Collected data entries
━━━━━━━━━━━━━━━━━━━━

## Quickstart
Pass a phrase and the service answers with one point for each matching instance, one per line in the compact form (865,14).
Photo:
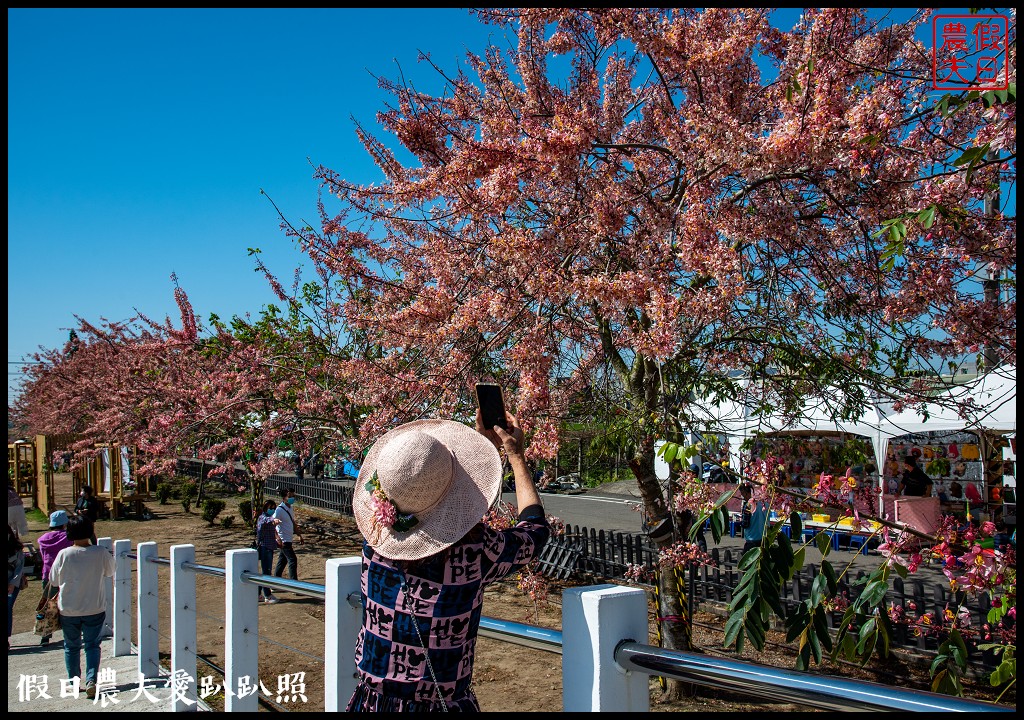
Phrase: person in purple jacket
(50,544)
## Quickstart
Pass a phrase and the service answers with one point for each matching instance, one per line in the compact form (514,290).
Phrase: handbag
(48,619)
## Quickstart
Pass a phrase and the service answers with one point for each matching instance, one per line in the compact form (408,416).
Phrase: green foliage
(188,490)
(164,492)
(948,666)
(211,508)
(1007,670)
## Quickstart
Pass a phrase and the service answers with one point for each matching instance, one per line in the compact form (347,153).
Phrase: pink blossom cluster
(682,554)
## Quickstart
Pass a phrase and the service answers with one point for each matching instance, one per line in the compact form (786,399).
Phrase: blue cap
(58,518)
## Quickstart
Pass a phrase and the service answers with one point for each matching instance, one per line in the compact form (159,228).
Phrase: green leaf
(750,558)
(866,634)
(875,592)
(829,575)
(812,640)
(796,524)
(732,628)
(971,156)
(818,587)
(960,648)
(821,629)
(798,558)
(717,526)
(927,216)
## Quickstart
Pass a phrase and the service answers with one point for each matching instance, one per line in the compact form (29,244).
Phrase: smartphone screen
(492,405)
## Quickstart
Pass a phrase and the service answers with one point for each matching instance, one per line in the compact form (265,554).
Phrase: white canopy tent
(989,403)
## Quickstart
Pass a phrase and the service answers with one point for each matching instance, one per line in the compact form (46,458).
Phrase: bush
(212,508)
(246,511)
(164,492)
(188,490)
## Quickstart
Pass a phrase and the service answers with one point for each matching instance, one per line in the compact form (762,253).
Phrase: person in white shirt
(287,533)
(78,572)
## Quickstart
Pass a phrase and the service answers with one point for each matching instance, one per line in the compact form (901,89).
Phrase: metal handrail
(823,691)
(827,692)
(517,633)
(521,634)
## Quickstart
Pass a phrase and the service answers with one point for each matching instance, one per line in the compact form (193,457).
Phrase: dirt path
(292,632)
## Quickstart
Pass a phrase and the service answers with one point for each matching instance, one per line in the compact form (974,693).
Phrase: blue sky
(138,142)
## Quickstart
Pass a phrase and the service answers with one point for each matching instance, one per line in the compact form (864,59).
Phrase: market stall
(965,438)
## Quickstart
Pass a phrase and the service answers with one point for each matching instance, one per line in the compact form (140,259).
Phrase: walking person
(50,544)
(266,543)
(754,516)
(16,519)
(427,557)
(87,505)
(287,534)
(16,580)
(78,573)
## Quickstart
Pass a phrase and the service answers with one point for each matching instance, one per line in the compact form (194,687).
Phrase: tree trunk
(674,623)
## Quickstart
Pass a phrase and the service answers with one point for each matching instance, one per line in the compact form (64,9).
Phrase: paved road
(615,507)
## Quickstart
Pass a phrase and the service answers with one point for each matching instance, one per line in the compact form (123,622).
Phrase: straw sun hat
(442,473)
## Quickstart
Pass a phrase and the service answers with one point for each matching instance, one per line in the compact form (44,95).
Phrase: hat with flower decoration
(423,485)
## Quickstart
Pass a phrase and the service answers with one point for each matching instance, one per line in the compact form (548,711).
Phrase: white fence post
(122,598)
(341,625)
(595,620)
(108,592)
(241,628)
(183,629)
(148,610)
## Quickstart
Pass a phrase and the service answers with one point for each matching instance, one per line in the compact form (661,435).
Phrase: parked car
(568,483)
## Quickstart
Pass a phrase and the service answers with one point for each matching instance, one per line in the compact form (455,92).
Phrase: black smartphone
(492,404)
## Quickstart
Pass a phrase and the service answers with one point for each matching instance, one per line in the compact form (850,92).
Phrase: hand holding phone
(492,404)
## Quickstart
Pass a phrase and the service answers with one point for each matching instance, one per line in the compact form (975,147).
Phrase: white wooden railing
(605,660)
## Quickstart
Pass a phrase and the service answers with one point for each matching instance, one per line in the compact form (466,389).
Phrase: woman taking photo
(427,557)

━━━━━━━━━━━━━━━━━━━━

Given the records above, reproduce precisely and only the lines between the line holding "Phrase: smartphone screen" and the line holding "compact form (901,89).", inclusive.

Solution to this task –
Phrase: smartphone screen
(492,405)
## Quickstart
Pass a phrase and the service answers with one point for each matching instance, one per line in the compact form (265,554).
Phrase: white canopy tent
(989,403)
## Quickstart
Pass a phrase and the service answers with one point for each matching instance, one per line in the compact form (46,458).
Phrase: bush
(212,508)
(246,511)
(164,492)
(188,490)
## Quickstart
Pass a phrase and the service answers with one point for each matching instance, one per line in the compact form (762,253).
Phrase: person in white shirt
(287,533)
(78,572)
## Quickstart
Pass a phrase and the service answers with one point for each matching instance, one per line in the compact form (901,89).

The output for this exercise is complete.